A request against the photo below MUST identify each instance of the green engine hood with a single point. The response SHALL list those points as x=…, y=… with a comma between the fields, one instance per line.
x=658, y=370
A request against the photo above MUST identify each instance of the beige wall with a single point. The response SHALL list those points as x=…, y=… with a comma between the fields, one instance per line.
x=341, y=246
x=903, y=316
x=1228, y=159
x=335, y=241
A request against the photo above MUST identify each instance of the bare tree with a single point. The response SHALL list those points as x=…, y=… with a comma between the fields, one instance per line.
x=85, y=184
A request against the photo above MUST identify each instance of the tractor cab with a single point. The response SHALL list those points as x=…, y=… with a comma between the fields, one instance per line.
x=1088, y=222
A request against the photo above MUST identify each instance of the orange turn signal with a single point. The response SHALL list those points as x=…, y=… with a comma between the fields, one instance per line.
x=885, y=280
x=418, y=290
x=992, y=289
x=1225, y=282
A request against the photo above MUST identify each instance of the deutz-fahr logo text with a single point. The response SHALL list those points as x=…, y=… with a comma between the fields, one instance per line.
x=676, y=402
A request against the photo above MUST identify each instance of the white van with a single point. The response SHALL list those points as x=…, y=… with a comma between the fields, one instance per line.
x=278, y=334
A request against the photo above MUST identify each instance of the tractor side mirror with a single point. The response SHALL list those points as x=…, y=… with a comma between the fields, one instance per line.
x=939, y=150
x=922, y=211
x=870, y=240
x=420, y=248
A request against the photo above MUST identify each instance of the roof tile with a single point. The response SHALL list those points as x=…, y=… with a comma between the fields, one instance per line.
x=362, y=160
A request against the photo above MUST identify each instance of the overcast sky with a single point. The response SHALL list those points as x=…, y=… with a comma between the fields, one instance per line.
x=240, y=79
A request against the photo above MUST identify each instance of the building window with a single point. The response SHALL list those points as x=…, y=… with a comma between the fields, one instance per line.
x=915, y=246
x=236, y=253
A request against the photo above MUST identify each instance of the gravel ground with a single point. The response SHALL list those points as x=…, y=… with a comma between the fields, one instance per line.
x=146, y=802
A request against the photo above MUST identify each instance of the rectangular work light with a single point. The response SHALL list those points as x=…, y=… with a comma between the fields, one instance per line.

#####

Rewrite all of the entries above with "with a single point" swapped for "with exactly one point" everywhere it occurs, and leave everything else unchanged.

WRITTEN REPLY →
A request against the photo below MUST identify each instance of the green engine hood with exactly one point. The response SHALL list those points as x=…, y=… with a comma between the fields, one instance per line.
x=658, y=370
A request against the photo above MUST identify each instance of the beige wall with exactly one point. The response SHALL list those points as x=…, y=… with a comma between the fields, one instance per line.
x=341, y=246
x=903, y=316
x=1228, y=159
x=335, y=241
A request against the photo above MUST identify each instance of the bare tree with exactly one point. The response SHALL list those points as x=…, y=… with a comma between the fields, one instance per line.
x=85, y=184
A request against the photo above MUST identify each instance of the tractor cab with exactly one point. The response SHALL list those points as x=…, y=… with a comma between the fields, one instance per line.
x=1088, y=222
A request against the photo above MUST identify each instance of the orange turn signal with exactly one point. The response SHALL list those points as x=…, y=… with a comma between the fields, one instance per line.
x=885, y=280
x=418, y=290
x=992, y=289
x=1225, y=282
A request against the photo above MUST identify each instance of the deutz-fahr logo text with exactly one point. The response SHALL list those points as x=…, y=… with a comma between the fields, one instance per line.
x=676, y=402
A request against the photo above MUST identify each instance of the white van with exactly one point. The response SHALL list those points as x=…, y=… with a comma between the fields, one instance per line.
x=278, y=334
A request against the photo above MUST identify each instance of the tractor side mirror with exactly one point. The response SHALL list those points as x=…, y=… with a comma between the fields, one instance per line.
x=939, y=150
x=922, y=211
x=870, y=240
x=420, y=248
A request against the photo above MUST identify each instance of the roof tile with exactly one point. The response SHALL list those points as x=…, y=… with a comma between the fields, one instance per line.
x=362, y=160
A request against the photo above MUST identify each instance of the overcast sky with exactly one point. The response SHALL list those points as x=…, y=… with a comma between the fields, one instance per line.
x=240, y=79
A request against the photo above MUST identify each instance of the building window with exactly one point. The response SHALL list those points as x=…, y=… with a comma between the fields, one instance per line.
x=915, y=246
x=236, y=253
A request against the photo above MUST identify each instance of the gravel ground with exactly one point. The response SHALL list those points as x=…, y=… with a comma between the fields, one instance per line.
x=146, y=802
A request against the photo above MUST identify each instance of the rectangular work light with exactly one point. The response SHALL list those points as x=…, y=… with a comma between the fields, one instance per line.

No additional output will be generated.